# Tarefas
- 1) No texto sobre Marianne e Connell, em que cidade ocorre o encontro dos dois que confirma para Connell a ideia de que eles não fazem parte "do mesmo mundo"?
- 2) Dê continuidade ao texto sobre Marianne e Connell a partir do ponto em que ele para.

# Texto para análise
·····

Se Marianne e Connell não se tornam um casal, não é puramente por falta de comunicação, mas também pelo conflito social. Connell passa boa parte do enredo preso, sente culpa ao se ver com alguém que não possui as mesmas condições. Isso não é verbalizado em nenhum momento, mas acaba saltando nas entrelinhas. Embora pareça tolo se importar com um fator tão ‘banal’, acaba sendo uma forma de bloqueio. Esse impacto é evidenciado pelo encontro com Marianne em Dublin, que confirma a ideia construída por ele de que eles não fazem parte “do mesmo mundo”. Ela é o único lar que ele tem por ali, visto que eles carregam uma conexão longíqua e ao menos ela o conhece independentemente de qualquer estigma social. Ele não consegue abrir mão de sua vida anterior e culpabiliza ainda mais com a notícia da morte de um de seus amigos da escola mais para o fim do livro, que o encaminha para uma depressão e o faz trabalhar a aceitação de que talvez as coisas não estejam lá tão bem assim. E que por vezes é necessário parar e repensar a nossa lógica de vida para poder seguir em frente.

Marianne, por sua vez, tem sua revelação em meio a uma cena de abuso psicológico por parte do seu namorado que ela arranja durante uma temporada na Suécia. Ela tem uma iluminação e entende que não precisa se submeter a humilhação para ter uma migalha de amor, e neste momento ela passa a se questionar sobre como foi parar neste lugar. É um primeiro respiro para a personagem, que passa todo o romance emendando um namorado merda no outro. Mas ela ainda tem muito chão pela frente (quem nunca) e isto é posto à prova quando ela empreende uma nova etapa com Connell. Quando tudo parece se encaminhar para um relacionamento saudável entre ambos, quando eles enfim conseguem conversar como pessoas normais que assumem suas inseguranças, um deles precisa partir.

·····

# Itens extraídos
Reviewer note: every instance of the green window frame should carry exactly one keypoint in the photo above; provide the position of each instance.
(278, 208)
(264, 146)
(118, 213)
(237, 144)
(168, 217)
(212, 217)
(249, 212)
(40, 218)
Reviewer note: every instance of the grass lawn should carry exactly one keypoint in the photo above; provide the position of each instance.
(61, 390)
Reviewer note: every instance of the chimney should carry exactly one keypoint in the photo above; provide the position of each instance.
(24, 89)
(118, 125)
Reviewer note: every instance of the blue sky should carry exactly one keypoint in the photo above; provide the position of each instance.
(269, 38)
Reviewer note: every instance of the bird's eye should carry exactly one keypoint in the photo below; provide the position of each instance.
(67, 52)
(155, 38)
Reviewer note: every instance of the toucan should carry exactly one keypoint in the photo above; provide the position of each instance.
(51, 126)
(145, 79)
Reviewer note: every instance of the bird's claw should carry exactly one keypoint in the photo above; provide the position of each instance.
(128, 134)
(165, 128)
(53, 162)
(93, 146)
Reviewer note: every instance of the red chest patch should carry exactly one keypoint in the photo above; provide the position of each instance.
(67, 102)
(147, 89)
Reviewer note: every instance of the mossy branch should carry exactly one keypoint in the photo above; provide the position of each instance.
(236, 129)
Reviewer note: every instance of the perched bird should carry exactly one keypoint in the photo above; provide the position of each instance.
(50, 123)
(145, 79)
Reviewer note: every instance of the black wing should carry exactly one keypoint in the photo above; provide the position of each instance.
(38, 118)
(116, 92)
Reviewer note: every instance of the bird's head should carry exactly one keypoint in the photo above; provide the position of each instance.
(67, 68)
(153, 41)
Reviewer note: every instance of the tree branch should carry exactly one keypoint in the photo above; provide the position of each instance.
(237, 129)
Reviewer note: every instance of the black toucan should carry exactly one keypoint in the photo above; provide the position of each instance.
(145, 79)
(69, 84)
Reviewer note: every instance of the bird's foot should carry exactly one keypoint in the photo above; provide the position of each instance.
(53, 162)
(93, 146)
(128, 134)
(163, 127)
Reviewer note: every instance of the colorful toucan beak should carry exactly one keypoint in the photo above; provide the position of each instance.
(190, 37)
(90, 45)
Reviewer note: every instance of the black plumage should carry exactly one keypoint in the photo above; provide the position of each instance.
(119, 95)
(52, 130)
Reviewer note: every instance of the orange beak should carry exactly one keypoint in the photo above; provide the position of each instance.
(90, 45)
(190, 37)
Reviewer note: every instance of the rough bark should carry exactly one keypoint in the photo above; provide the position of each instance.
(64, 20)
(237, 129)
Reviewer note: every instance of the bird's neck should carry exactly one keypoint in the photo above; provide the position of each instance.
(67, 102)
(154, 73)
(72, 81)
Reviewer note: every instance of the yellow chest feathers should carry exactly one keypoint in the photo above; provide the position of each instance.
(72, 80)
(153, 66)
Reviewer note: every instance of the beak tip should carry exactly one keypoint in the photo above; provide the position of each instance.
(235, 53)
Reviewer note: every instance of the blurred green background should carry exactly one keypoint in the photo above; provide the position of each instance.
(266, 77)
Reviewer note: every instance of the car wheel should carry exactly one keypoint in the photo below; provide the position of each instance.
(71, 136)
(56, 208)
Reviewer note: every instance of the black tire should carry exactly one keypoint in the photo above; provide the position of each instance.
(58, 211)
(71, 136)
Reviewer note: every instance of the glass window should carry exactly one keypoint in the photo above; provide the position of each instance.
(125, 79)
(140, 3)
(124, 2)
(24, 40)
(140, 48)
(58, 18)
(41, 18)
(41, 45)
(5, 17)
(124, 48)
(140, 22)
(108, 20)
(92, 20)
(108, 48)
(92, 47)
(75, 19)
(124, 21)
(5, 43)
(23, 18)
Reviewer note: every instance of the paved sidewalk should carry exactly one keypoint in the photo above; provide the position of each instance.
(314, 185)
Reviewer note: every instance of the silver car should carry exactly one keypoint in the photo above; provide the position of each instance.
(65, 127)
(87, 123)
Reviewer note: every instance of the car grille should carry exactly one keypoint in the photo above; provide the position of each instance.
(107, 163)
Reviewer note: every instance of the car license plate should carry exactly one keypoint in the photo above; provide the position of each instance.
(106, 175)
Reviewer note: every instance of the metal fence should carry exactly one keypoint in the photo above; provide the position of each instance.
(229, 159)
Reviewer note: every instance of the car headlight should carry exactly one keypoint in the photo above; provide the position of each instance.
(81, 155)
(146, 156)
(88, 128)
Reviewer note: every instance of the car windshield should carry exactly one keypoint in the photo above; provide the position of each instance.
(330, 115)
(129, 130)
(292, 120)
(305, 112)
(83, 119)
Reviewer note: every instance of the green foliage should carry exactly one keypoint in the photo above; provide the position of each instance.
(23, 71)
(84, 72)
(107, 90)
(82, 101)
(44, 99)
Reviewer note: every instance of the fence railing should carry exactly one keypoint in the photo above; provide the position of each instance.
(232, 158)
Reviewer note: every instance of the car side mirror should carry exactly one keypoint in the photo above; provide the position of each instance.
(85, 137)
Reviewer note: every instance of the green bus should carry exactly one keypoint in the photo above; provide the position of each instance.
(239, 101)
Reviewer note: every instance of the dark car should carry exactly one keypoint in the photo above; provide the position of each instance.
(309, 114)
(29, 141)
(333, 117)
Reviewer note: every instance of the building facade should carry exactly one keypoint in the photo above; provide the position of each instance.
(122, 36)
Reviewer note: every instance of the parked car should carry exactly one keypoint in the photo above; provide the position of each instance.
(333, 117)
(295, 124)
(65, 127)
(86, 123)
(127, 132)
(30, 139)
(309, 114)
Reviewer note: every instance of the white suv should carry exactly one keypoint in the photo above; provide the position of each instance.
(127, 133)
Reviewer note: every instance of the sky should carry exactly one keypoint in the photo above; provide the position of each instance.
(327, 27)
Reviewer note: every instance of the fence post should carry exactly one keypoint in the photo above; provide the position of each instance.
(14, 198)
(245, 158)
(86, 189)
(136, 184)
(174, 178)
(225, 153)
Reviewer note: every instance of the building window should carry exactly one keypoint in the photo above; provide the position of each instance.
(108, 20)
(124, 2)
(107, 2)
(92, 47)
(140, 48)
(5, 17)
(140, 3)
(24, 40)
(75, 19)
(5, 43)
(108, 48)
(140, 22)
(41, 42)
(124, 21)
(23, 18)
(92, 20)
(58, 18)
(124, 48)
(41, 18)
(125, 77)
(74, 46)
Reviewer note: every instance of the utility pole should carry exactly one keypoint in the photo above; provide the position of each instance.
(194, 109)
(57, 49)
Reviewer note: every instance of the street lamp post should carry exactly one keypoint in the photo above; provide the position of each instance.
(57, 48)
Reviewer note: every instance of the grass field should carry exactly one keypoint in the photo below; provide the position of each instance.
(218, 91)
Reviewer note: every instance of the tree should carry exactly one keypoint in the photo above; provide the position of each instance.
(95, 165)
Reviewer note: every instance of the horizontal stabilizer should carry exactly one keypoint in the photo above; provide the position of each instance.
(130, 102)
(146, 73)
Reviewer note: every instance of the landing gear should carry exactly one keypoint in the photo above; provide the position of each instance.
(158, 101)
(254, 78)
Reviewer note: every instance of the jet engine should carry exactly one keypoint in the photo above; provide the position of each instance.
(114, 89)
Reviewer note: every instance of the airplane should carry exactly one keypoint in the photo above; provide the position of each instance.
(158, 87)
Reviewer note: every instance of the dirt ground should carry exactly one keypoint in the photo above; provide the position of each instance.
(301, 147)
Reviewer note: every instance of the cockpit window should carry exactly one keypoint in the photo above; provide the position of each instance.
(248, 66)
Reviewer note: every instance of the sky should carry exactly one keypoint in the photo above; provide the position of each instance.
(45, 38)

·····

# Respostas do exercício
- 1) Em Dublin.

- 2)
Embora tenha levantado muitos aspectos positivos, o livro me deixou um tanto decepcionada. Boa parte dos pontos que me deixaram reflexiva só vieram depois de assistir a série. Custei a me implicar na narrativa, que me pareceu um tanto vaga. Só conseguia sentir raiva, vontade de dar um chacoalhão nesse povo e mandar todo mundo pra terapia. Um lado meu dizia que este sim poderia ser um livro que dá voz a nossa geração, esse bando de gente que sofre pra dar nome ao que sente. É um retrato perfeito da agonia relacional dos millennials. Nesse sentido Rooney é maravilhosa, mas faltou alguma coisa que me cativasse de verdade. Essa ‘falta’ foi 100% preenchida pela série, que tapou todos os buracos que a obra havia deixado para mim. As atuações são incríveis, Daisy Edgar-Jones e Paul Mescal possuem uma química surreal e constroem uma Marianne e um Connell quase palpáveis. Tudo que faltou em emoção no livro, transbordou na série.

Independente de ter gostado mais da série que do livro, Pessoas Normais me marcou e considero como uma obra muito significativa e sintomática de nossos tempos. Um retrato delicado de como podemos soar banais na superfície e o quanto isso se afirma em uma geração tão dependente da imagem que passam nas redes sociais. Mas que no fundo somos todos seres complexos e cheios de questões que temos dificuldade em abordar e exteriorizar. Se você ainda está hesitante sobre ler ou assistir, te dou aqui um último empurrão para fazê-lo. Não é só mais um romancezinho.

(Gostaria de deixar um agradecimento especial ao Caio e ao Carlos, que levantaram pontos importantes da série comigo e me motivaram a escrever este texto!)